# EXERCISE TASKS:
1. In the KeyWord Max agreement, reproduce word for word the part that opens with the words containing "4. SERVICE: DRT’s" and closes with "cost or liability.".
2. Under the KeyWord Max agreement, what term lengths can a subscriber choose during the order process?

1. INTRODUCTION:
Please
read this Agreement carefully The
following are the terms and
conditions for use of the
KeyWord Max service (“Service”),
provided to you by Direct
Response Technologies, Inc. (“DRT”)
through the web site www.keywordmax.com and/or www.directresponse.com By
enrolling as a “Subscriber," clicking
the “I Accept” button,
and completing the registration
process, you agree to be
bound by these terms and
conditions, including all
payment terms, policies,
practices, rules, standards
and guidelines (“Policies”)
related to the Site and/or
the Services posted on the
Site, in effect from time
to time (collectively, the "Agreement"). In
this Agreement, "you",
and "your" refers
to the Subscriber. You agree
that any of your agents,
representatives, employees,
or any person or entity acting
on your behalf with respect
to the use of the Service,
shall be bound by, and shall
abide by, these Terms and
Conditions. You further agree
that you are bound by these
Terms and Conditions whether
you are acting on your own
behalf or on behalf of a
third party.
2. NON-EXCLUSIVE
LICENSE DRT hereby
grants you a non-exclusive
license to use the Service
in accordance with this Agreement.
You may not: (1) modify,
translate, or create derivative
works based on the Service,
or permit other individuals
to so; (2) rent, lease, transfer
or otherwise transfer rights
to the Service; (3) use a
single account for multiple
business entities; (4) provide
third parties with access
to your account, except for
third parties specifically
authorized by DRT; and/or
(5) reverse
engineer or disassemble the
Service.
3. Term: The term
of this Agreement shall begin
upon your acceptance of this
Agreement and shall continue
in accordance with the period
of time selected by You during
the order process, 1 month,
3 months, 6 months, or 1 year
(“Term Period”). This
Agreement shall automatically
renew thereafter for additional
Term Periods, unless terminated
in accordance with this Agreement.
4. SERVICE: DRT’s
exclusive obligation is to
make the Service available
to you through the DRT Site. Subscriber
understands and agrees that
DRT may change, modify, alter,
suspend, remove, disable access
to, terminate or discontinue
all or any portion of the Site
and/or the Services at any
time for any reason, without
notice, cost or liability.

# RECORDS PROVIDED:
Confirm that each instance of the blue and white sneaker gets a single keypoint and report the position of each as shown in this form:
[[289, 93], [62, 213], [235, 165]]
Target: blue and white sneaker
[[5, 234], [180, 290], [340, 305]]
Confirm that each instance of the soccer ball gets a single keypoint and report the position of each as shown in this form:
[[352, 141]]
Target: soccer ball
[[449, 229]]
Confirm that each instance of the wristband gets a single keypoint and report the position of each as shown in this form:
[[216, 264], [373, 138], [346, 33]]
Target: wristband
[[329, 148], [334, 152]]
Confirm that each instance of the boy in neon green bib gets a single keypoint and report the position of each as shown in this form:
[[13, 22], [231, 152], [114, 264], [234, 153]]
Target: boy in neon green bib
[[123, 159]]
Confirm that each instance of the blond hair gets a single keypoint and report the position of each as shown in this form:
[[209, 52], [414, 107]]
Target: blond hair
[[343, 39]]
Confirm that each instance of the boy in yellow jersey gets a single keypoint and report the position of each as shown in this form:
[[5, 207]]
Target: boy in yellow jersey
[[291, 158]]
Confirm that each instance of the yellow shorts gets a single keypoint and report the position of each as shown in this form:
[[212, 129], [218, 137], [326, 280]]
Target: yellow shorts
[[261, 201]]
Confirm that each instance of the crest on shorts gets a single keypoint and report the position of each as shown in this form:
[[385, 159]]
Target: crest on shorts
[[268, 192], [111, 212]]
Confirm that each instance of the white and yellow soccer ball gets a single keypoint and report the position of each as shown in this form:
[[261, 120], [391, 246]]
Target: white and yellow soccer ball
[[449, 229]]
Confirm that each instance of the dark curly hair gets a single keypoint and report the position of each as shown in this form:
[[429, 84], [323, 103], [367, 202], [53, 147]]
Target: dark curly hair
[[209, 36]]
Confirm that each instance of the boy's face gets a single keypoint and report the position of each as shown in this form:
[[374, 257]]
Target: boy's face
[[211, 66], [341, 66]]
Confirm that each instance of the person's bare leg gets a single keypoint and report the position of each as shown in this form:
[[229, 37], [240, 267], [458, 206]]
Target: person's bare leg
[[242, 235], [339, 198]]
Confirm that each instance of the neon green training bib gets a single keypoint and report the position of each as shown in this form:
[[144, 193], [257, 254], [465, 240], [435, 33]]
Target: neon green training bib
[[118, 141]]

# ANSWERS PROVIDED:
1.
4. SERVICE: DRT’s
exclusive obligation is to
make the Service available
to you through the DRT Site. Subscriber
understands and agrees that
DRT may change, modify, alter,
suspend, remove, disable access
to, terminate or discontinue
all or any portion of the Site
and/or the Services at any
time for any reason, without
notice, cost or liability.

2. 1 month, 3 months, 6 months, or 1 year.